Point annotation dataset records:

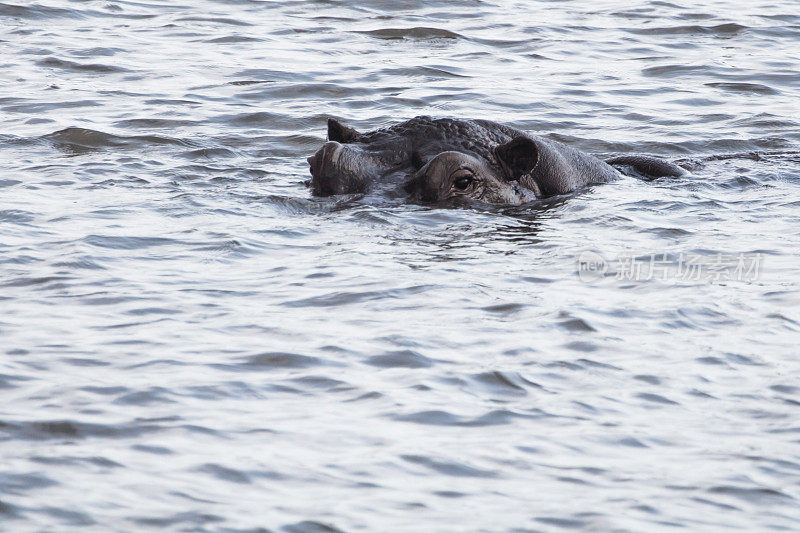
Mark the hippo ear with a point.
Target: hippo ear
(340, 133)
(518, 157)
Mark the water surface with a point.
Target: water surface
(191, 342)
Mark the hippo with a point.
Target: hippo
(445, 160)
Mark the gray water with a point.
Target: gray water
(191, 342)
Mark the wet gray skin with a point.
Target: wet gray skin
(456, 176)
(507, 161)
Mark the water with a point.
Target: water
(191, 342)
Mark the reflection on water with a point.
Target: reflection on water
(193, 342)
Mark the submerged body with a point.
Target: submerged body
(436, 160)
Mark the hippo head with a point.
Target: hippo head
(339, 168)
(458, 176)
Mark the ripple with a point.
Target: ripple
(80, 67)
(741, 87)
(418, 33)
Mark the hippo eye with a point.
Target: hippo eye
(462, 179)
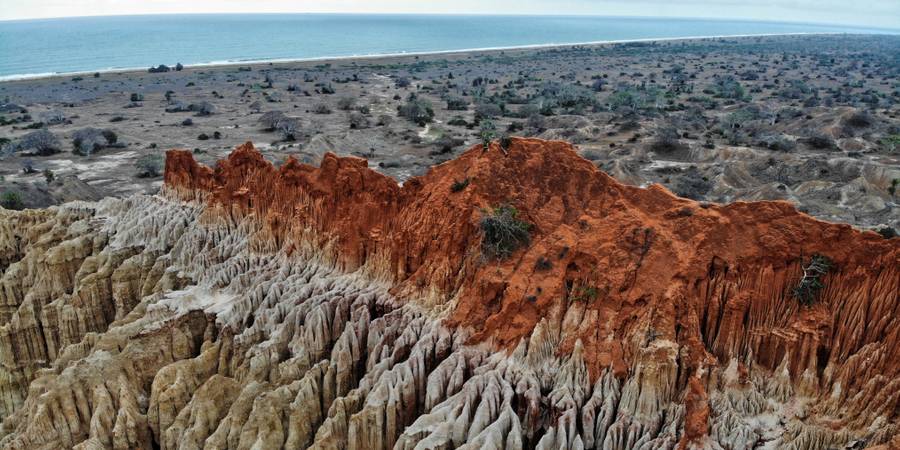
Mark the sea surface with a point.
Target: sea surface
(52, 46)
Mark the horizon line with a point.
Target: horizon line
(487, 14)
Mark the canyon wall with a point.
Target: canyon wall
(254, 306)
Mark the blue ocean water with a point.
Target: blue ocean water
(47, 46)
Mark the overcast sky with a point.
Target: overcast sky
(872, 13)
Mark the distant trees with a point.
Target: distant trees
(417, 110)
(52, 117)
(457, 103)
(346, 103)
(12, 200)
(149, 165)
(288, 127)
(270, 120)
(503, 232)
(728, 87)
(41, 142)
(86, 141)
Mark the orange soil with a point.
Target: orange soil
(717, 279)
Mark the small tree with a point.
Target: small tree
(52, 117)
(487, 133)
(42, 142)
(346, 103)
(503, 232)
(321, 108)
(149, 166)
(203, 108)
(270, 119)
(666, 140)
(810, 284)
(289, 128)
(358, 121)
(457, 104)
(89, 140)
(417, 110)
(12, 200)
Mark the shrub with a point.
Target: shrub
(289, 128)
(728, 87)
(503, 232)
(358, 121)
(178, 106)
(505, 142)
(860, 119)
(384, 120)
(487, 110)
(53, 117)
(457, 104)
(203, 108)
(810, 284)
(820, 141)
(149, 166)
(583, 293)
(41, 142)
(777, 142)
(346, 103)
(417, 110)
(459, 185)
(89, 140)
(270, 119)
(487, 133)
(891, 143)
(321, 108)
(457, 121)
(666, 140)
(12, 200)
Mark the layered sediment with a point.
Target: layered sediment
(255, 306)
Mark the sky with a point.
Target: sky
(864, 13)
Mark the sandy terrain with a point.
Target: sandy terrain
(810, 119)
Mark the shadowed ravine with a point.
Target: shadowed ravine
(254, 306)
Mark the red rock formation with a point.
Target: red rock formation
(716, 279)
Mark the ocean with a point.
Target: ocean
(43, 47)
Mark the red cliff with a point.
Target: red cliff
(716, 279)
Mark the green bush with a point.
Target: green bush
(503, 232)
(417, 110)
(12, 200)
(487, 133)
(459, 185)
(810, 284)
(150, 165)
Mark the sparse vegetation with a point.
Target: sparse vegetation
(12, 200)
(810, 284)
(89, 140)
(487, 132)
(149, 165)
(41, 143)
(503, 232)
(459, 185)
(416, 110)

__Task objective__
Copy the data exactly. Any picture it contains is to be omitted.

__Solution to this task__
Mark the hippo ear with a point.
Target: hippo ear
(340, 133)
(518, 157)
Mark the water surface with a point.
Target: water surface
(191, 342)
Mark the hippo with a point.
Target: hippo
(445, 160)
Mark the gray water with a point.
Target: gray water
(191, 342)
Mark the wet gray skin with a point.
Target: wet gray skin
(456, 176)
(507, 161)
Mark the water with a point.
Target: water
(191, 342)
Mark the reflection on water with a point.
Target: reflection on water
(193, 342)
Mark the submerged body with a point.
Target: submerged body
(436, 160)
Mark the hippo head with a point.
Target: hippo head
(339, 168)
(458, 176)
Mark the ripple with a point.
Target: ripple
(80, 67)
(741, 87)
(418, 33)
Mark the hippo eye with a point.
Target: hippo eye
(462, 179)
Mark the sea surface with a point.
Target: sea surface
(52, 46)
Mark the horizon line with a point.
Target: horizon line
(487, 14)
Mark the canyon wall with a point.
Target: canyon wall
(254, 306)
Mark the blue ocean water with a point.
Target: blue ocean water
(47, 46)
Mark the overcast sky with a point.
Target: overcast sky
(872, 13)
Mark the distant trees with a point.
Target: distant trees
(417, 110)
(52, 117)
(457, 103)
(346, 103)
(12, 200)
(149, 165)
(288, 127)
(270, 120)
(503, 232)
(728, 87)
(41, 142)
(86, 141)
Mark the orange soil with a point.
Target: orange soil
(717, 279)
Mark the small tree with a point.
Target: small tree
(52, 117)
(487, 133)
(42, 142)
(346, 103)
(503, 232)
(321, 108)
(149, 166)
(203, 108)
(270, 119)
(666, 140)
(810, 284)
(289, 128)
(358, 121)
(457, 104)
(89, 140)
(417, 110)
(12, 200)
Mark the shrub with a point.
Target: shrub
(289, 128)
(728, 87)
(503, 232)
(358, 121)
(178, 106)
(505, 142)
(860, 119)
(384, 120)
(487, 110)
(53, 117)
(457, 104)
(203, 108)
(810, 284)
(820, 141)
(149, 166)
(583, 293)
(41, 142)
(777, 142)
(346, 103)
(417, 110)
(459, 185)
(89, 140)
(270, 119)
(487, 133)
(891, 143)
(321, 108)
(457, 121)
(666, 140)
(12, 200)
Mark the layered sediment with a point.
Target: layered sediment
(255, 306)
Mark the sky with a point.
Target: sky
(864, 13)
Mark the sandy terrain with a point.
Target: sandy terrain
(810, 119)
Mark the shadowed ravine with a point.
Target: shadowed ravine
(254, 306)
Mark the red rock formation with a point.
Target: red rock formation
(716, 279)
Mark the ocean with a point.
Target: ocean
(43, 47)
Mark the red cliff with a point.
Target: red cliff
(716, 279)
Mark the green bush with a point.
Target: green bush
(503, 232)
(417, 110)
(12, 200)
(487, 133)
(459, 185)
(810, 284)
(150, 165)
Mark the sparse vegetation with a point.
Target: sparse vegetation
(12, 200)
(810, 284)
(89, 140)
(487, 132)
(149, 165)
(41, 143)
(503, 232)
(459, 185)
(416, 110)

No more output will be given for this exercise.